## Instructions for the task
Retype the material exactly, ending with the line containing "Query: horizontal window blind".

## Source information
--- START ---

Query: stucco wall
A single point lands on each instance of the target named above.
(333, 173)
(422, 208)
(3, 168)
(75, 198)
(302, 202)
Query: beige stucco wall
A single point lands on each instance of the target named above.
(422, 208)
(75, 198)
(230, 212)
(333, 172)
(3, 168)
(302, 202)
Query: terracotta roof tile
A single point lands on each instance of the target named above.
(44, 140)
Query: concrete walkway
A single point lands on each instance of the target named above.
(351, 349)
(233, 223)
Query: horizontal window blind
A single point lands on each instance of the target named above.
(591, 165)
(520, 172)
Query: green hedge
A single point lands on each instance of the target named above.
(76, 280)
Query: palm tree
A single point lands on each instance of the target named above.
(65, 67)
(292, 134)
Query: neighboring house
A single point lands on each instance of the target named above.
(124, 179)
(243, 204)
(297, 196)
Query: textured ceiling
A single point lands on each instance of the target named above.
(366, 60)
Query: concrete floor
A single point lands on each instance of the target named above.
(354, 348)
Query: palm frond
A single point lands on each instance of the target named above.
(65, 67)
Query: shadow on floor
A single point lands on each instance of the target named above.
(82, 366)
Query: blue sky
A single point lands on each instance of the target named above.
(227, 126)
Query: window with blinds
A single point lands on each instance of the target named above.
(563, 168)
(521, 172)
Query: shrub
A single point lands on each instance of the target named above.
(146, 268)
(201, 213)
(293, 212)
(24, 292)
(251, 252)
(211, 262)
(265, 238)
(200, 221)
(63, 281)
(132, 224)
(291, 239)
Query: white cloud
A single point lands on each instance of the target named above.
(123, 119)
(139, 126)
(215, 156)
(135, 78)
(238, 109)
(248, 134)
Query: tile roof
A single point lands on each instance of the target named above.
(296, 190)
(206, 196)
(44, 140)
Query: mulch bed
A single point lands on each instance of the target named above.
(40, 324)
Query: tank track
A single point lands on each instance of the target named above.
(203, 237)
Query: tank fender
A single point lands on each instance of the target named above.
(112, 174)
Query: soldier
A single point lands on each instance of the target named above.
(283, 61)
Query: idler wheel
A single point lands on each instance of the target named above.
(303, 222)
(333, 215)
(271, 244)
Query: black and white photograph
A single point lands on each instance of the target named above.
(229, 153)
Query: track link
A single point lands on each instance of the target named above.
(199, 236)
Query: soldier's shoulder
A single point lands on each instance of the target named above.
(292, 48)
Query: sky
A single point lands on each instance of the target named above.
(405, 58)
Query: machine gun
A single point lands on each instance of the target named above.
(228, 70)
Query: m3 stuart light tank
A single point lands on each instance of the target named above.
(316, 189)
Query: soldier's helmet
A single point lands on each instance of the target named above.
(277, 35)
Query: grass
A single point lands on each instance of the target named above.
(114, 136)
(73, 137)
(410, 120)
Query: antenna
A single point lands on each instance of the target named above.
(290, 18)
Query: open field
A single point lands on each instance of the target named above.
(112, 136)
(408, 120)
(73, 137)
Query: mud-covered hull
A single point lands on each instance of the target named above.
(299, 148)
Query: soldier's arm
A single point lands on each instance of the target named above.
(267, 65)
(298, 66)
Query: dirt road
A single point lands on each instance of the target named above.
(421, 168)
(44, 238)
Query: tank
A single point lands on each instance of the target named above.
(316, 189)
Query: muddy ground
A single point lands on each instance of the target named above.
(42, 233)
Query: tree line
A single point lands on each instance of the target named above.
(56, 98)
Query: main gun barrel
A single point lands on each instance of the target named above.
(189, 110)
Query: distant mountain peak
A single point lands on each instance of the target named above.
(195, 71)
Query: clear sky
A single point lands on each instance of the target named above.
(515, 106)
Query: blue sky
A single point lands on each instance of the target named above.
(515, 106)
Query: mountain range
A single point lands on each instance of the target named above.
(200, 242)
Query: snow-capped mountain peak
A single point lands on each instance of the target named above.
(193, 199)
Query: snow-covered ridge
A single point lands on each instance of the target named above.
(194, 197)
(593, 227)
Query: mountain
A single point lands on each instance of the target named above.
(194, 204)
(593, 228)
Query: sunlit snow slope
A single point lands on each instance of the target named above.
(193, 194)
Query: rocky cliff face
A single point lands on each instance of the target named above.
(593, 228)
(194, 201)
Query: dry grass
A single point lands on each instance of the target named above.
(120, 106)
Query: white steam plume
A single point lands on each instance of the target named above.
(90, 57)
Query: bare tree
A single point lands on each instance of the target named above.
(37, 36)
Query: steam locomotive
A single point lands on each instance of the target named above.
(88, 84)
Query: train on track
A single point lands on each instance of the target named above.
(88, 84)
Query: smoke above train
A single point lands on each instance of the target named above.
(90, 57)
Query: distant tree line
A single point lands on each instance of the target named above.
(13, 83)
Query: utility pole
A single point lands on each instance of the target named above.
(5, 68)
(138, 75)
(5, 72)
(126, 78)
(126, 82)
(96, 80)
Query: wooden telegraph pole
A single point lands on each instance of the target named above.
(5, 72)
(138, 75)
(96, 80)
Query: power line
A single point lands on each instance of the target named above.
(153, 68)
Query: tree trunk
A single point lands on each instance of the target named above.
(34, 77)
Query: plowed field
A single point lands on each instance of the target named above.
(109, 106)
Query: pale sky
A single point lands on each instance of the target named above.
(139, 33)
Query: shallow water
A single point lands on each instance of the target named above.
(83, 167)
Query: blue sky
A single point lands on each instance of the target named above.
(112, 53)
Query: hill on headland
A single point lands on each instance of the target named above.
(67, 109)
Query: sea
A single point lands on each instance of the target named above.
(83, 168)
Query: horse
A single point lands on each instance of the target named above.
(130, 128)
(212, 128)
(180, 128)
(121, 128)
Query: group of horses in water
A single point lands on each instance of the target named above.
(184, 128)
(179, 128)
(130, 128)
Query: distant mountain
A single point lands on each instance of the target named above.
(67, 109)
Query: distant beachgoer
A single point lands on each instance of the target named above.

--- END ---

## Solution
Query: stucco wall
A single point lands on each instance of the target named above.
(333, 173)
(422, 208)
(3, 168)
(75, 198)
(302, 202)
Query: beige stucco wall
A single point lands on each instance of the target named above.
(422, 208)
(75, 198)
(230, 212)
(333, 172)
(3, 168)
(302, 202)
Query: terracotta roof tile
A single point lands on each instance of the target named above.
(44, 140)
Query: concrete walkway
A single point lands on each instance of the target named above.
(351, 349)
(233, 223)
Query: horizontal window blind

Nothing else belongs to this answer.